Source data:
⟨

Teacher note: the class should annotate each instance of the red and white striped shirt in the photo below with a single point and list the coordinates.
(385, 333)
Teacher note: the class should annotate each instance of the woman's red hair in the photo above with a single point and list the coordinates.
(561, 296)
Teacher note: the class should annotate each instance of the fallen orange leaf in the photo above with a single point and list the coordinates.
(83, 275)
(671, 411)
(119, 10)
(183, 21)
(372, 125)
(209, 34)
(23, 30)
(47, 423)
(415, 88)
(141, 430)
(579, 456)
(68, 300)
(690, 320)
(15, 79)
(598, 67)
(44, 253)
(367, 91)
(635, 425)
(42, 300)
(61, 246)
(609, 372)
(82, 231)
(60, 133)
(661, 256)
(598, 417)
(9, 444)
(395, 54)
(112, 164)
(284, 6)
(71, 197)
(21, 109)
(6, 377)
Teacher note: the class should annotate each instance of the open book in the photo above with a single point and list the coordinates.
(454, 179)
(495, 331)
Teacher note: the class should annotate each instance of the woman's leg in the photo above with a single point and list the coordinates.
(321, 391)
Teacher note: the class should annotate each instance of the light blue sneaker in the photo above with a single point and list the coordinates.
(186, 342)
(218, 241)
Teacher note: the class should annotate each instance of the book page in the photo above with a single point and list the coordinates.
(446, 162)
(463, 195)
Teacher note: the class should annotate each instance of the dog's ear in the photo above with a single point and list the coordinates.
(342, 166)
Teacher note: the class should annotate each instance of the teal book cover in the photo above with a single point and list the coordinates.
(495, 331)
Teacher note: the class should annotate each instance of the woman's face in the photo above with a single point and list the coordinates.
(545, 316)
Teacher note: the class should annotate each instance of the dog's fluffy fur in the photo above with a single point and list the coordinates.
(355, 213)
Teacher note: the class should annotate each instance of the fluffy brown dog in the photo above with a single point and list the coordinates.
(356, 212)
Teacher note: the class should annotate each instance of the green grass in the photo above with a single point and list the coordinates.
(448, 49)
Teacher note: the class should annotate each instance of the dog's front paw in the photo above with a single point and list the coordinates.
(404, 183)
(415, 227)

⟩

_Problem details_
Begin at the row that has "the dog's fluffy" and stop after the last row above. Write out each row in that span again, and shift every coordinate value in it up by 145.

_Answer for this exercise_
Teacher note: the class should annotate each instance of the dog's fluffy fur in the photo above with a single point and list the coordinates.
(500, 358)
Teacher note: the class should annotate each instance of the fluffy brown dog in the photo above with a single point and list the coordinates.
(501, 357)
Teacher note: the class should annotate each instance of the green grass in the photo above with a single point and list the coordinates.
(593, 194)
Teacher note: the class should annotate each instance of the dog's front paw in the photo above with a single point and list the coordinates.
(549, 328)
(560, 372)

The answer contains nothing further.